(Seção de dados)
---------------

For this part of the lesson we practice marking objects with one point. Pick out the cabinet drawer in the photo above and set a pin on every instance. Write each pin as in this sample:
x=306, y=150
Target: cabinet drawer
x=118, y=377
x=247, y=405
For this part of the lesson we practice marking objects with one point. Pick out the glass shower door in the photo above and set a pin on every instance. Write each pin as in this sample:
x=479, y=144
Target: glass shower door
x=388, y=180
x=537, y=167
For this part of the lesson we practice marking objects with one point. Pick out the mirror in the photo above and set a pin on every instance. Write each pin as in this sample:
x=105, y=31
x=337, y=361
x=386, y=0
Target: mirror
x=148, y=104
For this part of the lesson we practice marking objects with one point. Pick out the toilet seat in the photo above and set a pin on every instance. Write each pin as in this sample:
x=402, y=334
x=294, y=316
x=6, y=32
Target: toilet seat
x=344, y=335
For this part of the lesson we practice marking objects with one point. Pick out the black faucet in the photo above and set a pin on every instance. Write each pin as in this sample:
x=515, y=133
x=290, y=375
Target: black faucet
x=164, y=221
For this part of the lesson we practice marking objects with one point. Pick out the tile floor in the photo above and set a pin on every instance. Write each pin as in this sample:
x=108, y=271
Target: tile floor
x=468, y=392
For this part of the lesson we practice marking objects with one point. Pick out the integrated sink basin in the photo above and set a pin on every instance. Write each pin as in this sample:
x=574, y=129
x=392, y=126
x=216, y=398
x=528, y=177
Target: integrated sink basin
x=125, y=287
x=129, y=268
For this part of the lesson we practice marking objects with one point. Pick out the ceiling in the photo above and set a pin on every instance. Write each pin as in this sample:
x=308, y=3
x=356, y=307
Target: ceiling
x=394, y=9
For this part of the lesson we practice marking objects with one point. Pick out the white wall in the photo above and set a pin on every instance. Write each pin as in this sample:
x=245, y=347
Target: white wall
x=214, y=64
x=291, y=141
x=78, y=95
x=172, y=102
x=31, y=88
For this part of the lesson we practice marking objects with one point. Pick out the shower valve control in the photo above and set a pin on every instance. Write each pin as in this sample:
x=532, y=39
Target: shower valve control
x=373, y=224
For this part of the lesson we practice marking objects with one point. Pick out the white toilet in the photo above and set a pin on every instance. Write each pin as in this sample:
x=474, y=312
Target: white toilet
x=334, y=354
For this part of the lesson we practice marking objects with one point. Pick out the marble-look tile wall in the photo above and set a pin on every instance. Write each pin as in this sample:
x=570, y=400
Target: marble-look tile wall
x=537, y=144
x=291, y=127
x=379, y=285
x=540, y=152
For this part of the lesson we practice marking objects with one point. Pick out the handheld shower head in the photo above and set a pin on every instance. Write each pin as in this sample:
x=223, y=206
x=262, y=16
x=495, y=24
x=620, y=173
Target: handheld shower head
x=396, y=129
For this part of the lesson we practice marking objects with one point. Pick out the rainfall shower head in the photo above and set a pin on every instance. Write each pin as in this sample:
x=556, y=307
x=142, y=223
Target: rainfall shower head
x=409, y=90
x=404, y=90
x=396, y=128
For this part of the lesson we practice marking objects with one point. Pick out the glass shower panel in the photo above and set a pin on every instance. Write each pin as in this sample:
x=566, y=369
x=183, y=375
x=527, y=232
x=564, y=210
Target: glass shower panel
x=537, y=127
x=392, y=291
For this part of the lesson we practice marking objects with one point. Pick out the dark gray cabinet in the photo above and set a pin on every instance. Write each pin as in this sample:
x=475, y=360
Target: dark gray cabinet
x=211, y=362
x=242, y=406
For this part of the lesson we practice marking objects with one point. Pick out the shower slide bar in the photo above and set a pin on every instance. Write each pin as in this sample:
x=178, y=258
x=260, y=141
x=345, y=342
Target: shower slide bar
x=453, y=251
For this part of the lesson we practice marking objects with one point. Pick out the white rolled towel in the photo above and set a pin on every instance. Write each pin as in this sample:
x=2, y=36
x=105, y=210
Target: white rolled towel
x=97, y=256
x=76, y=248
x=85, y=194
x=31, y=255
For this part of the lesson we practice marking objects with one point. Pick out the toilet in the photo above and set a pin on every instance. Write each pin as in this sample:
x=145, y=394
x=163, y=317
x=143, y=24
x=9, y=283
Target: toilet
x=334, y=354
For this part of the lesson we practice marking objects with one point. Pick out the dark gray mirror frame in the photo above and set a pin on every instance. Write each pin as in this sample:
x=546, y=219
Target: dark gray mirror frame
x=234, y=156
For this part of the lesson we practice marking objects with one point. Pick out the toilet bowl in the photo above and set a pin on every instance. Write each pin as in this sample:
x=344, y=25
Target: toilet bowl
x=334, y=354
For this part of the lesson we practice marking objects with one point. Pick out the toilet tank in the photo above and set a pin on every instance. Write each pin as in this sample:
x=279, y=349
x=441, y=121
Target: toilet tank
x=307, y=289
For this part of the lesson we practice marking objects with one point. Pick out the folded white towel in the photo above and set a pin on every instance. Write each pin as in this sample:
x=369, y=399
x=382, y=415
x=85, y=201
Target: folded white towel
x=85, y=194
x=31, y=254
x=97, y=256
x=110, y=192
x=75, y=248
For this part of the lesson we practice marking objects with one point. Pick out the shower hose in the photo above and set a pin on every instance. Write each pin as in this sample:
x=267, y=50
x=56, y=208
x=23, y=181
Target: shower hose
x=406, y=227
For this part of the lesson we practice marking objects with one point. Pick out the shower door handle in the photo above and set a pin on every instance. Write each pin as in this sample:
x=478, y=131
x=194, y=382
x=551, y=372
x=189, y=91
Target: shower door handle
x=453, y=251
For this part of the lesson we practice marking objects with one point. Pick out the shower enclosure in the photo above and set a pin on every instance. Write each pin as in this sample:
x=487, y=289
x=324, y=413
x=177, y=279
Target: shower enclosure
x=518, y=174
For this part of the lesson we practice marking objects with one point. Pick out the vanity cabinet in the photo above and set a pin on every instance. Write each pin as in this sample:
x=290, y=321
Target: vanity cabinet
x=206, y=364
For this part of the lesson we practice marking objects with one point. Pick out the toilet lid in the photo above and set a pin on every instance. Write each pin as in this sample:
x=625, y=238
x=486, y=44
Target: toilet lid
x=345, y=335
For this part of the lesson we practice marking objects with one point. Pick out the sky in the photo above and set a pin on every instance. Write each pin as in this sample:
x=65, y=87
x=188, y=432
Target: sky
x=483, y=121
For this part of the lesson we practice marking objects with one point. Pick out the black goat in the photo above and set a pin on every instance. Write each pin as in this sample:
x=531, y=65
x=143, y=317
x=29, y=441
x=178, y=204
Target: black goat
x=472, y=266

---------------

(O que fazer) Transcreva fielmente as linhas dos registros que vão do início até a linha que contém "x=537, y=167", incluindo as duas extremidades.

(Solução do exercício)
For this part of the lesson we practice marking objects with one point. Pick out the cabinet drawer in the photo above and set a pin on every instance. Write each pin as in this sample:
x=306, y=150
Target: cabinet drawer
x=118, y=377
x=247, y=405
For this part of the lesson we practice marking objects with one point. Pick out the glass shower door in the photo above and set a pin on every instance. Write each pin as in this sample:
x=479, y=144
Target: glass shower door
x=388, y=180
x=537, y=167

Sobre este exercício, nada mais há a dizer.